Document extract
It’s time. The symptoms are getting clearer: my breasts ache. I am irrationally anxious. My last period was barely noticeable. My stomach is a little fluttery.

Of course, it could be the beginning of early menopause.

Or I could be pregnant at 43.

My boys are at a friend’s house, and I have to pick up a prescription for antibiotics for one of them, so I have to go the pharmacy anyway. And I need to know…

I walk in; it’s crowded. Drop off the script. Leave and take some things to the op-shop next door. Return and skulk the aisles, looking for the tests. I plan to locate them, and quietly grab one when they call that my script is ready.

And there he is: the father of my sons’ friend. A neighbour who lives in the next street. A little merry, dropping by to pick up something after a work lunch. He stops for a chat, my name is called, and he walks to the counter with me. Opportunity missed.

I drive to a pharmacy in the next suburb. In some strange kind of downplaying of buying the pregnancy test, I grab some head lice treatment, which we don’t actually need. May as well be embarrassed on two fronts. I also pick up some Betadine, perhaps to appear more responsible.

A customer is having a chat about her various health issues, and leaves the store throwing this gem over her shoulder, “Well I had to do something about it. I couldn’t be walking down the street scratching my bum all the time, could I?”

I don’t feel so embarrassed.

I have to collect the kids straight away, so the test sits in a paper packet in my handbag, waiting. Smouldering.

Problems to solve
• A. Reproduce the essay about buying a pregnancy test word for word, everything from "A customer is" down to "handbag, waiting. Smouldering.".
• B. List the symptoms the narrator describes at the opening of the essay about buying a pregnancy test.
• C. In the essay about buying a pregnancy test, what prescription does the narrator have to pick up?
The data after this point is unrelated to the essay about buying a pregnancy test.

Listed records

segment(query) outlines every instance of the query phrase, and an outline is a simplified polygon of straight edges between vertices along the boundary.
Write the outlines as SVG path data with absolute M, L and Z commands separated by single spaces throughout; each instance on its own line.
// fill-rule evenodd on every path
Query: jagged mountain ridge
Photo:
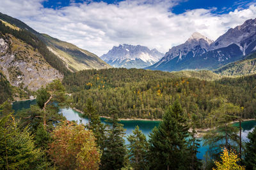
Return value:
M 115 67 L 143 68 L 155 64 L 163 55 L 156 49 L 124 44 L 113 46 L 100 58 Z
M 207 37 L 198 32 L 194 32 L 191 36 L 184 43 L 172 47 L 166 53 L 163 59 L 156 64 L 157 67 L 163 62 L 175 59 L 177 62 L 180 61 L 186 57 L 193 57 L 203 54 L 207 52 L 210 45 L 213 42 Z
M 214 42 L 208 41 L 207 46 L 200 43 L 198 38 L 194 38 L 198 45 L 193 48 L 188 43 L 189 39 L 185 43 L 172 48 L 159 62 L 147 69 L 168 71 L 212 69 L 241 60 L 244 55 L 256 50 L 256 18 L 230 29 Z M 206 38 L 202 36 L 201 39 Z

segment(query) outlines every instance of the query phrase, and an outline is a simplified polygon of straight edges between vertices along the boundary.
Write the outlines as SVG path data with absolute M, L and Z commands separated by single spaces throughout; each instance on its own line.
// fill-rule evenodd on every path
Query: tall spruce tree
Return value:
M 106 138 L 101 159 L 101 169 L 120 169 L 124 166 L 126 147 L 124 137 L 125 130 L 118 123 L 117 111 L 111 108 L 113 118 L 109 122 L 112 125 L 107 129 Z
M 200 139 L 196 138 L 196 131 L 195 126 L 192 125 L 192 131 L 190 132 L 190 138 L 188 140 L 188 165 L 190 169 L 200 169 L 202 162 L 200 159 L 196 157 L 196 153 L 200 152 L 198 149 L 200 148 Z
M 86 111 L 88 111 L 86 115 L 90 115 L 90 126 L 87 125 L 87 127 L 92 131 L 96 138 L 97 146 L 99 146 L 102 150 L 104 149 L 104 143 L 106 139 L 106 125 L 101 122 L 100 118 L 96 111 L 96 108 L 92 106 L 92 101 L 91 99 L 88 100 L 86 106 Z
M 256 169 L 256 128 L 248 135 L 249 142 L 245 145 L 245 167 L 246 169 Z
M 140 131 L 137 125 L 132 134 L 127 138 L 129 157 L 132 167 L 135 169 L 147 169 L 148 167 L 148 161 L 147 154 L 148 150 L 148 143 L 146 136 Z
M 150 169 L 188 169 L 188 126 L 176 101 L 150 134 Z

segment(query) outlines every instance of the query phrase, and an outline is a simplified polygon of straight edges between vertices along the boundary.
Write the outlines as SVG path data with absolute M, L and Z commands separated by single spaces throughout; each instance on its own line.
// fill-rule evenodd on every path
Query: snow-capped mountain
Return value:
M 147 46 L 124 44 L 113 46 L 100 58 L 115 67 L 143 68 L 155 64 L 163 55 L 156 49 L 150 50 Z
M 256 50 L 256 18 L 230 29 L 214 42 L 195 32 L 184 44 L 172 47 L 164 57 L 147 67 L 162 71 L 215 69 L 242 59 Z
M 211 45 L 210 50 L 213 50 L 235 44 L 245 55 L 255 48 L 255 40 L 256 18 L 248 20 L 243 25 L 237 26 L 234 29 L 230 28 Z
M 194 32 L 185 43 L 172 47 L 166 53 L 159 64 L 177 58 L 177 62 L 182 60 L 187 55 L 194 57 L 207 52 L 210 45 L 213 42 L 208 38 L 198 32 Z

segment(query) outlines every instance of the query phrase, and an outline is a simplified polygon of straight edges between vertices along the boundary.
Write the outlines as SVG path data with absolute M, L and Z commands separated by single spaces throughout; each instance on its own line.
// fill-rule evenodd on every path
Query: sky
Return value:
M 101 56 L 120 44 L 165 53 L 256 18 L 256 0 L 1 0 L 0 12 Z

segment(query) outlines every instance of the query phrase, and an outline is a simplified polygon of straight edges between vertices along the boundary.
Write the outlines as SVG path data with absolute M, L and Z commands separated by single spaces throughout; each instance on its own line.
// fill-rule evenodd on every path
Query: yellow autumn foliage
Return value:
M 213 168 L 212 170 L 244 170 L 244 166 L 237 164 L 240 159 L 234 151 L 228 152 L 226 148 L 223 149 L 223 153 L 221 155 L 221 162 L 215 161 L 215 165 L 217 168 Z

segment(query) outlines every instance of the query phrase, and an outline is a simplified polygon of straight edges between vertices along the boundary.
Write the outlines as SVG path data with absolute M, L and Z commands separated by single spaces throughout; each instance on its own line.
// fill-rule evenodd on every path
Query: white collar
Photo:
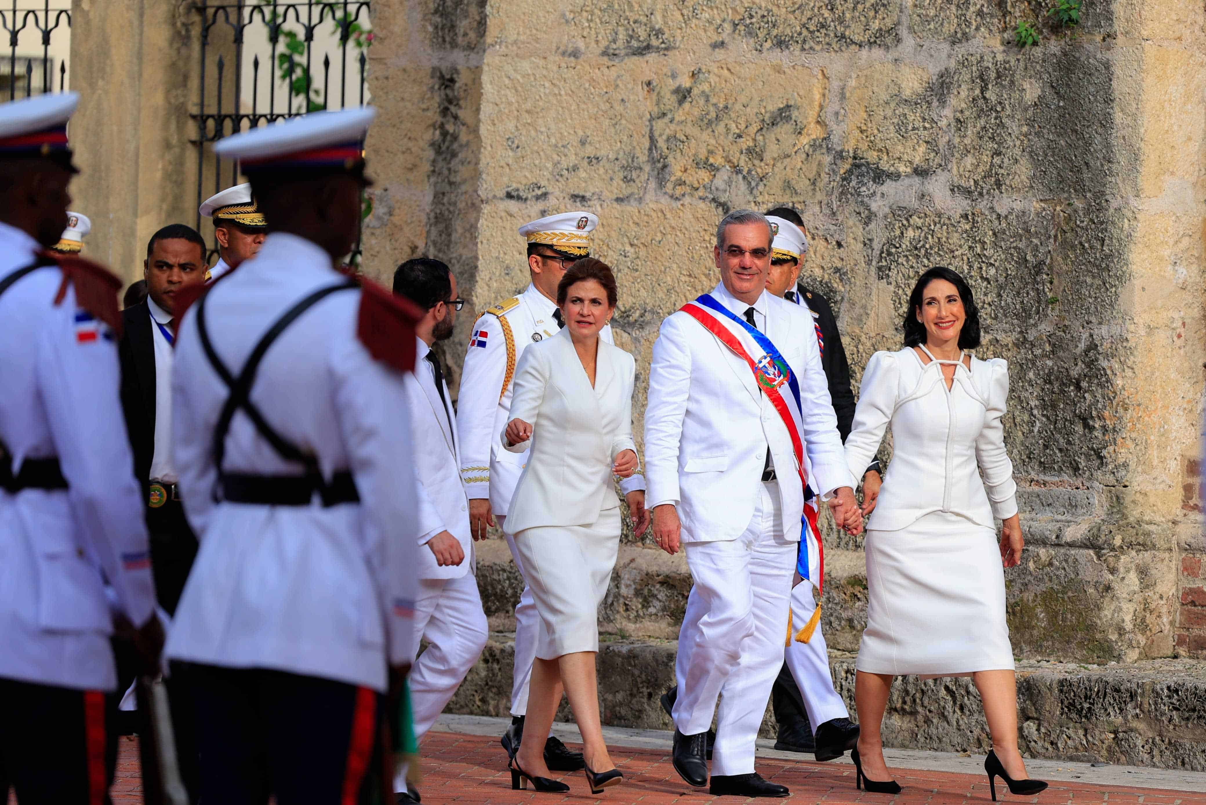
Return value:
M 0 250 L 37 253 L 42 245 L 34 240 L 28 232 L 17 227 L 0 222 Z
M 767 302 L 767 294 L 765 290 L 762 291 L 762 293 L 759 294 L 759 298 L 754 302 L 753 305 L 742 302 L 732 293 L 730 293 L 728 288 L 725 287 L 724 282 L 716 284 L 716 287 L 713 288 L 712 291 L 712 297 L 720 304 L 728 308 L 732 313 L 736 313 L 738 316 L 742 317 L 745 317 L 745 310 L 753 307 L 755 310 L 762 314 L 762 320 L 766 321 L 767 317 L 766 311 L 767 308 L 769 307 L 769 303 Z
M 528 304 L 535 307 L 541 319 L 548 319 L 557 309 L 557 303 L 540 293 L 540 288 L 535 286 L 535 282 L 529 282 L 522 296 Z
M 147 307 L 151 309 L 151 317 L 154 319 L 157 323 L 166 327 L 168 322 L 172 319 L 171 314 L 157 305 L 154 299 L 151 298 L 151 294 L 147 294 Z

Per-task answers
• A.
A customer is having a chat about her various health issues, and leaves the store throwing this gem over her shoulder, “Well I had to do something about it. I couldn’t be walking down the street scratching my bum all the time, could I?”

I don’t feel so embarrassed.

I have to collect the kids straight away, so the test sits in a paper packet in my handbag, waiting. Smouldering.

• B.
Aching breasts
Irrational anxiety
A last period that was barely noticeable
A slightly fluttery stomach

• C. Antibiotics for one of the narrator's boys.